WHAT TO DO —
A - Answer these questions using the surfboard recycling article, one answer per line and marked the same way:
(i) Which two people are heading up the effort?
(ii) In what year did ReSurf Recycling launch?
(iii) What are the recycled yoga mats made from?
B - Please write the next part of the surfboard recycling article, picking up after its final sentence.

EXTRACT PROVIDED —
>>>

Surfboard Recycling Gets a Boost in Calif.

Two new organizations, ReSurf Recycling and Green Foam Blanks, are teaming up to help find new ways to reuse the toxic waste created from surfboard manufacturing. Business partners and surf industry veterans, Joey Santley and Steve Cox, are heading up the endeavors to help reduce landfill waste from the surfing industry.

According to the organizations, “more than 1,000 surfboards being produced per day between Los Angeles and the Mexico border. Additionally, nearly 20 percent of the foam needed to shape each board is rendered as waste and inevitably ends up in landfills.”

ReSurf

ReSurf Recycling launched in 2007, offering the first method to recycle all surfboards and waste associated with their manufacturing. The organization has “developed a method that recycles somewhat hazardous surfing-associated materials into numerous products including asphalt for paving city roads.”

Additionally, the organization developed a method to produce 100 percent recycled yoga mats made using neoprene scraps from wetsuit production. Big players in the industry are already joining in, as popular wetsuit manufacturers O’Neill and Quiksilver will be  recycling all of domestic unused materials through this program.

<<<

ENTRIES SUPPLIED —
>>>

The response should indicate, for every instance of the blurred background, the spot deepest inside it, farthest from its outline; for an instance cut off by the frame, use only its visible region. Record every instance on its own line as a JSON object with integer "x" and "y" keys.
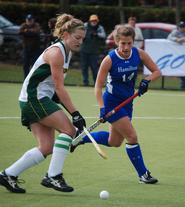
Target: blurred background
{"x": 150, "y": 14}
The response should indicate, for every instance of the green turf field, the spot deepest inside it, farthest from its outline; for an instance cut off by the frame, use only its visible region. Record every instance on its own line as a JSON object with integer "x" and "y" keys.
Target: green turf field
{"x": 159, "y": 118}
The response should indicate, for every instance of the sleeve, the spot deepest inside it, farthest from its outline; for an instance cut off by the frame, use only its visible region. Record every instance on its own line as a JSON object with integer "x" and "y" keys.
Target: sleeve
{"x": 101, "y": 32}
{"x": 172, "y": 36}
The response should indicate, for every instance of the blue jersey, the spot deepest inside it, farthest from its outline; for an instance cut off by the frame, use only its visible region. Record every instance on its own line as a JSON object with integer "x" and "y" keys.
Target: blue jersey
{"x": 123, "y": 73}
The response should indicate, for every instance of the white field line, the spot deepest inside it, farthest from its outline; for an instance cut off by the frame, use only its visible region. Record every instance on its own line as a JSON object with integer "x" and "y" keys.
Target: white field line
{"x": 95, "y": 117}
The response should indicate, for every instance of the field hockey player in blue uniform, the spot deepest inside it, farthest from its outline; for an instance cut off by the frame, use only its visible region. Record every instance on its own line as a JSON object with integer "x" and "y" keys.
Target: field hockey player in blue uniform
{"x": 119, "y": 69}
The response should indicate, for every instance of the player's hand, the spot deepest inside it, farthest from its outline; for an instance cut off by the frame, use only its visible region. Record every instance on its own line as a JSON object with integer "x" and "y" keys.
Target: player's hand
{"x": 143, "y": 87}
{"x": 78, "y": 120}
{"x": 103, "y": 114}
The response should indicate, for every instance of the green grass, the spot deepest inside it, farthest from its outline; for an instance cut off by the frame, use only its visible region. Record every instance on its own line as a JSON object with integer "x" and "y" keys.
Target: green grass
{"x": 14, "y": 73}
{"x": 159, "y": 119}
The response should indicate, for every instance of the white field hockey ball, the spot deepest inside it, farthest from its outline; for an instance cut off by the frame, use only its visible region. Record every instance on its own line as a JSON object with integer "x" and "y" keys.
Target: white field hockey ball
{"x": 104, "y": 194}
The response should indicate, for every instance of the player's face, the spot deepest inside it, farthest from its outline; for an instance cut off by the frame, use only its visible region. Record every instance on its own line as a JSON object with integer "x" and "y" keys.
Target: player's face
{"x": 125, "y": 45}
{"x": 75, "y": 40}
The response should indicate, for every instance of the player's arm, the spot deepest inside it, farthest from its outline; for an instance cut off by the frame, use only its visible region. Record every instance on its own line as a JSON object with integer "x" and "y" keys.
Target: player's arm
{"x": 54, "y": 57}
{"x": 152, "y": 67}
{"x": 101, "y": 77}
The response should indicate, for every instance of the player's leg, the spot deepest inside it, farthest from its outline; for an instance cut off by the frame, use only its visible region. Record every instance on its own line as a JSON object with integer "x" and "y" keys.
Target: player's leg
{"x": 45, "y": 137}
{"x": 54, "y": 177}
{"x": 84, "y": 61}
{"x": 124, "y": 127}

<<<

TASK-BY-TASK RESULTS —
A -
(i) Joey Santley and Steve Cox
(ii) 2007
(iii) Neoprene scraps from wetsuit production

B -
Cox, co-founder of the company, said “ReSurf Recycling has literally invented a system of transforming discarded surfboards and previously unusable waste into asphalt and concrete that can be used to pave city roads as part of our nation’s road to recovery. It’s our goal to have surfers driving to the beach on roads paved with their old boards and to recycle the estimated 250 tons of neoprene waste that is created from wetsuit scraps each year!”

Green Foam Blanks

Since ReSurf has taken off, Santley and Cox set off on their next endeavor: to create a board made from recycled polyurethane foam and “put to rest a 50-year-old notion that toxic surfboard manufacturing waste and broken and used board components could not be recycled to create new boards,” through their new organization, Green Foam Blanks.

Matt “Mayhem” Biolos of …Lost Surfboards was given the opportunity to shape the first surfboard using a recycled blank, which is now on display at the Surfing Heritage Museum in San Clemente, Calif.

During an interview with Surfing Magazine, Santley said, “Well, the first board is 65 percent recycled foam. All I did was sweep up the foam dust from the shaping machine and bays of Mayhem’s factory and mixed it into our blending process. Of course, there has to be some virgin polyurethane in there to make everything adhere, but this is a huge start. We’re hoping to get the boards up to 70 to 80 percent recycled.”

“We’re just doing what we’re supposed to be doing,” he added.

The boards are already being praised as being equal in durability, lightness and function as current high-performance surfboards made with traditional, virgin polyurethane foam.

“Starting immediately, we will offer Green Foam Blanks to anyone who wishes to get a board made” said Biolos.